DATA FOR THIS TASK:

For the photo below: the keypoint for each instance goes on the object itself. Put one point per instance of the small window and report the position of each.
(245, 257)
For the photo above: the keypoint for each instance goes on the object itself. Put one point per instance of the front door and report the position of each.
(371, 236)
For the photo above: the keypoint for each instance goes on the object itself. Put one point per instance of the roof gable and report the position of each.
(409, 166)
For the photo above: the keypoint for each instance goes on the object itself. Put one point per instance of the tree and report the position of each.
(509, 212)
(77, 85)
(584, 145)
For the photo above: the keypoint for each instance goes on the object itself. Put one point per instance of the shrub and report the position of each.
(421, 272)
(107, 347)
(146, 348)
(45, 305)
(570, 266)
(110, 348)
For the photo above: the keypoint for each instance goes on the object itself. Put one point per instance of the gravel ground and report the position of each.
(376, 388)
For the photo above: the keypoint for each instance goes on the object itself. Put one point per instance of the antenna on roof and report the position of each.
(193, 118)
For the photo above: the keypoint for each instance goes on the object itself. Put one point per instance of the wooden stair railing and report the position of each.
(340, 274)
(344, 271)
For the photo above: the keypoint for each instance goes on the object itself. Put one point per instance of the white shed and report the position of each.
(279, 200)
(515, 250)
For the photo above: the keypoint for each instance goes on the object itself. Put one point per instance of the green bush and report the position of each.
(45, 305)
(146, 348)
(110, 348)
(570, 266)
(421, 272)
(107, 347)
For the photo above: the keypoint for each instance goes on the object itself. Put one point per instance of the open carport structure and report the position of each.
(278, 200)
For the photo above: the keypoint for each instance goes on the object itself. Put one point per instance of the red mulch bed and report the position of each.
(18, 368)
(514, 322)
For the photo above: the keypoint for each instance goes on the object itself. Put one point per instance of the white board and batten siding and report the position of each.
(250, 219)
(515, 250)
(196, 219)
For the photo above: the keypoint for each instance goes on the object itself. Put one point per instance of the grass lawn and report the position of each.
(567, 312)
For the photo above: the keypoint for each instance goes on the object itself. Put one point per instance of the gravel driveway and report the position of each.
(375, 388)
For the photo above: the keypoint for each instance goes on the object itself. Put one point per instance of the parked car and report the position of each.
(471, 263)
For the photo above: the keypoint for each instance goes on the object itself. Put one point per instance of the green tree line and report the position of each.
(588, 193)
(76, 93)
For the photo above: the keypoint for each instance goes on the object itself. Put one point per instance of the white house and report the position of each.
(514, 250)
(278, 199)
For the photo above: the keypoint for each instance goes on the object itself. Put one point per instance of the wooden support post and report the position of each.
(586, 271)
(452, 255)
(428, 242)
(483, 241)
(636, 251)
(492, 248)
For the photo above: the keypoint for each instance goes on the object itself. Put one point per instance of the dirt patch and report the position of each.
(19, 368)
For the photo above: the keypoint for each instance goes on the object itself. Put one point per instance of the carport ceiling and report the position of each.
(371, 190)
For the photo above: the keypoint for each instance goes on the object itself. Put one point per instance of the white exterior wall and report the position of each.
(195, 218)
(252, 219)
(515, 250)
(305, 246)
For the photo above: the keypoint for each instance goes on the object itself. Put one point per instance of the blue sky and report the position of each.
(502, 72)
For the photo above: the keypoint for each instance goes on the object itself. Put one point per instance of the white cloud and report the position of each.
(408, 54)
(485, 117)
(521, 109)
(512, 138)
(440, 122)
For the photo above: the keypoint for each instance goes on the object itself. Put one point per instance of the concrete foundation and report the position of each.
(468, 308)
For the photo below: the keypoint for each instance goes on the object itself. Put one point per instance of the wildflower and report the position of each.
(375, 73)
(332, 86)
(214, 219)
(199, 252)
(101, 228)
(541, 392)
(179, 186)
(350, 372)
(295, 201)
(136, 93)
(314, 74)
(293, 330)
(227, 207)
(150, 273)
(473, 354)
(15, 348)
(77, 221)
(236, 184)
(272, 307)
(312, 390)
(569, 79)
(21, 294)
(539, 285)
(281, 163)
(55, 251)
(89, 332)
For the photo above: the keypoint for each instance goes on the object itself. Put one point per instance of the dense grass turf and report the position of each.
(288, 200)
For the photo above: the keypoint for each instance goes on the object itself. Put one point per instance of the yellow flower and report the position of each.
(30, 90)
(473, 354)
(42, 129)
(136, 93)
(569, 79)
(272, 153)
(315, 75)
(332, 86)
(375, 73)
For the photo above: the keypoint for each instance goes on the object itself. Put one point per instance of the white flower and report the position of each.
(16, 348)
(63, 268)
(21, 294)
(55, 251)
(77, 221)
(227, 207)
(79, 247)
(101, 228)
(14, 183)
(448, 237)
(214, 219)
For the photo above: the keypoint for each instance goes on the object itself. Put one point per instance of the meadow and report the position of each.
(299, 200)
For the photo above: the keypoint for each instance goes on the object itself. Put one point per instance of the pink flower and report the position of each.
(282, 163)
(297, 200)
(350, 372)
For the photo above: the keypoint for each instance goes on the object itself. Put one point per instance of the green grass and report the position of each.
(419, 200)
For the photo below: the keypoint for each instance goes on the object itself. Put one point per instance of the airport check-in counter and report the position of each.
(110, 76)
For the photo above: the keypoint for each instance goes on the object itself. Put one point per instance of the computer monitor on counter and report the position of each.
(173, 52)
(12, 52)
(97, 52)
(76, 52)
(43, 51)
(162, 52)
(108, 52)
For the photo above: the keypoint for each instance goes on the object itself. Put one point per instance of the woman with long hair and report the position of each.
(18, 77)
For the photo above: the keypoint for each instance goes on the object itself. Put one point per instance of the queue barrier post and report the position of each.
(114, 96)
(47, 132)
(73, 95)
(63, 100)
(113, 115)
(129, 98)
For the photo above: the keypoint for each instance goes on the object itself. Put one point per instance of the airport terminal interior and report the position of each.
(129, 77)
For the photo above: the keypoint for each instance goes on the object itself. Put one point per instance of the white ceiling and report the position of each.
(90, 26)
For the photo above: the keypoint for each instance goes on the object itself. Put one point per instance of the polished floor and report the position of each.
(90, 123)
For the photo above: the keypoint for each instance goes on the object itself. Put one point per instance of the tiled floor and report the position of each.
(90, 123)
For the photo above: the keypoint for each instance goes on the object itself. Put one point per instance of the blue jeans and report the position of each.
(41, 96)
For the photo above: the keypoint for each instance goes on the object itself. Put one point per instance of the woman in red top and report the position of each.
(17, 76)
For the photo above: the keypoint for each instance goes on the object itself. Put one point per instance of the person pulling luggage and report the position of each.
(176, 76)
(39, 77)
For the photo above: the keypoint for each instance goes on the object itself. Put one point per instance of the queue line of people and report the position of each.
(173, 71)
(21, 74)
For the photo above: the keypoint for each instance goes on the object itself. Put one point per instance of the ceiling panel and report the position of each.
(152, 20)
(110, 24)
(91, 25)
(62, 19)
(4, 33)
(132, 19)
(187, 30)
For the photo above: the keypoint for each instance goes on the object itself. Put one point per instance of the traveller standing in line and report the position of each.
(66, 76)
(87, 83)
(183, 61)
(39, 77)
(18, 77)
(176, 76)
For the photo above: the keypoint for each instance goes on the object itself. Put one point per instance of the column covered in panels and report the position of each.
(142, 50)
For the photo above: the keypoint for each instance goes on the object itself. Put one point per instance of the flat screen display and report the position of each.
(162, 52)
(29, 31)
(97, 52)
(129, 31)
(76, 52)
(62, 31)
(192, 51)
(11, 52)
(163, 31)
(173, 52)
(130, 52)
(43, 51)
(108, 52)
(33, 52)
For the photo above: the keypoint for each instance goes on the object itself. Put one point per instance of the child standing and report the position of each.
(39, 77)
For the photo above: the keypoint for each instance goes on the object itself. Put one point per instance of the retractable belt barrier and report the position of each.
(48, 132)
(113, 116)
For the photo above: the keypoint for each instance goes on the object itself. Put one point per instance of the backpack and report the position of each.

PROBLEM:
Only the lines from the one containing "panels and report the position of each." through the end of the material should be reproduced, exactly, with both ends included.

IN RESPONSE:
For the photo above: the keypoint for each instance goes on the object itself. Put one point per instance of the column covered in panels and report the position of each.
(142, 50)
For the photo above: the keypoint for each instance goes on the object itself. Put one point per instance of the flat screen display and report the position of each.
(162, 52)
(29, 31)
(97, 52)
(129, 31)
(76, 52)
(62, 31)
(192, 51)
(11, 52)
(163, 31)
(173, 52)
(130, 52)
(43, 51)
(108, 52)
(33, 52)
For the photo above: the keypoint for each instance goes on the object itself. Put one point per instance of the child standing and report the position of each.
(39, 77)
For the photo above: the keypoint for each instance goes on the object itself. Put one point per instance of the retractable belt barrier and report the position of each.
(48, 132)
(113, 116)
For the photo above: the keypoint for each instance goes on the object itself. Put one point per instance of the backpack and report the position of each.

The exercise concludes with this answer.